WHAT YOU NEED TO DO. Say how many lines of the listing below hold the word "sill". Give only that number.

**** MATERIAL SHOWN

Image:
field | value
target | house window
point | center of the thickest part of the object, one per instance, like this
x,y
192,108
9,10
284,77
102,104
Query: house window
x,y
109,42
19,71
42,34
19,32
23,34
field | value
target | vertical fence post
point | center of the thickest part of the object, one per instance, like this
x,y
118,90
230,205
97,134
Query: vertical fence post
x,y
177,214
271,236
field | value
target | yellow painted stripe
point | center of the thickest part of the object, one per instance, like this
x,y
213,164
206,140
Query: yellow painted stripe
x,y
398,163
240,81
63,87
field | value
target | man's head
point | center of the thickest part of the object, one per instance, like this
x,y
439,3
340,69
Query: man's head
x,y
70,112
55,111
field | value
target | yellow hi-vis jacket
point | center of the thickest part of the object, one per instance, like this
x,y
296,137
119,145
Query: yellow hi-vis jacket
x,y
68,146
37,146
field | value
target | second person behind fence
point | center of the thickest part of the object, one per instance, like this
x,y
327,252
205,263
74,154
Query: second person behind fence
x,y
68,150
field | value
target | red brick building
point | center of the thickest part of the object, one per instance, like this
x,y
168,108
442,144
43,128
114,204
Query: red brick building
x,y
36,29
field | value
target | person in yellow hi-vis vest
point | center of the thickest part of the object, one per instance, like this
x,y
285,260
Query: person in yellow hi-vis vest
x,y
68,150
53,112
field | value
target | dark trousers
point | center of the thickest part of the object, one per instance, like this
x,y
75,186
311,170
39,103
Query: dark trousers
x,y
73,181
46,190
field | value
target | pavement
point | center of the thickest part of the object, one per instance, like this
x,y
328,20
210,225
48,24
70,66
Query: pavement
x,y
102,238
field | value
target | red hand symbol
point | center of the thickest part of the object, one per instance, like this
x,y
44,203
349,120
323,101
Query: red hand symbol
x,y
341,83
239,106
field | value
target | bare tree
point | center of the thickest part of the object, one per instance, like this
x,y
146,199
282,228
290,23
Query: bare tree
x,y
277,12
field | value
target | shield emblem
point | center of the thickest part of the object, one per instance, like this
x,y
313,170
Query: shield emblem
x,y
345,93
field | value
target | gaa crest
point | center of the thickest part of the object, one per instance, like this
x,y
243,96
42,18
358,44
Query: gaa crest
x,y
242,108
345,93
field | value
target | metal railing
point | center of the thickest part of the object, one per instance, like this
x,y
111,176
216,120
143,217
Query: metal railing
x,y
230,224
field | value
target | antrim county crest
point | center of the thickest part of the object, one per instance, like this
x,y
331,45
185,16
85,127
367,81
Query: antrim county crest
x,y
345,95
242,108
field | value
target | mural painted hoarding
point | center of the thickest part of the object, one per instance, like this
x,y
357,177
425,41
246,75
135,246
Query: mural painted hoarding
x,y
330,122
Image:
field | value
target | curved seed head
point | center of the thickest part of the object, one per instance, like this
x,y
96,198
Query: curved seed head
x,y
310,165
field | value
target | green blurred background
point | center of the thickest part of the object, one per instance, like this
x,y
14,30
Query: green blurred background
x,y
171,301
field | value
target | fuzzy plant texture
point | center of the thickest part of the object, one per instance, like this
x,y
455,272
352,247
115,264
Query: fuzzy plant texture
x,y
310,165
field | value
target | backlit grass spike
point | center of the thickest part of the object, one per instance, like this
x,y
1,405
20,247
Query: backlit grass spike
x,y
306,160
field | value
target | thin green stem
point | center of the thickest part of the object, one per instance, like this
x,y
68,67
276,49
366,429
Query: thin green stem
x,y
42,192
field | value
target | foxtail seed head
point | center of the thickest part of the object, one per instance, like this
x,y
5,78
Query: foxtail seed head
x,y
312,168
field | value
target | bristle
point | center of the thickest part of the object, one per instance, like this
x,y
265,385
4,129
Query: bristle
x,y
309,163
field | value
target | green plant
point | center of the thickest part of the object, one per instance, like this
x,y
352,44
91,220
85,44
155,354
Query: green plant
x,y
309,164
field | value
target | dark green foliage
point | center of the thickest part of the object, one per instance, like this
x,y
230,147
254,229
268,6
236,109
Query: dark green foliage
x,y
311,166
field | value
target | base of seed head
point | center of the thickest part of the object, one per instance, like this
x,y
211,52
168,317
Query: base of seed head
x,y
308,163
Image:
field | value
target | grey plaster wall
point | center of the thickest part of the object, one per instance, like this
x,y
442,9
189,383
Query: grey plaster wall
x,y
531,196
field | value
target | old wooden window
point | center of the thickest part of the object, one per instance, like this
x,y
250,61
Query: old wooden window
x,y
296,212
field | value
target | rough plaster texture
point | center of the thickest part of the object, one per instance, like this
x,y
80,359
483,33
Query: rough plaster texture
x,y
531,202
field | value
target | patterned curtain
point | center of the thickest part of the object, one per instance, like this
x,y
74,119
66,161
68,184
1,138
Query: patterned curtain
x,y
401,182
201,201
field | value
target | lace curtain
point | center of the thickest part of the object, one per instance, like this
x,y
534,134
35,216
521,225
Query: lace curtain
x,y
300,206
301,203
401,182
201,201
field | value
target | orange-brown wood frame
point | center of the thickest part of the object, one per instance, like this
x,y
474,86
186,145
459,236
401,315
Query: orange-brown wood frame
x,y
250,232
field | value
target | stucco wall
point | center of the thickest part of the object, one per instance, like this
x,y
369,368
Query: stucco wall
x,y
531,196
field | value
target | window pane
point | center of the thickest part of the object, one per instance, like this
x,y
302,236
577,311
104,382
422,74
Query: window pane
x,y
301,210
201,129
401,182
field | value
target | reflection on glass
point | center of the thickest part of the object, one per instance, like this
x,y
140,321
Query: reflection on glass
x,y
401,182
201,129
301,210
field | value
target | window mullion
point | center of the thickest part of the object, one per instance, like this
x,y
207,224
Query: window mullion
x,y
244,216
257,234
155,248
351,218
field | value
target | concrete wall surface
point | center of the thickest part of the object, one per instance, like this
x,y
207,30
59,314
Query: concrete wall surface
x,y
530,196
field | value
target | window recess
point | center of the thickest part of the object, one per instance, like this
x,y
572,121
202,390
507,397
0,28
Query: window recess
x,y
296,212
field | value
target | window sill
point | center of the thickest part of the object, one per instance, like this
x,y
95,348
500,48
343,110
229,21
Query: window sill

********

EXERCISE SOLUTION. 2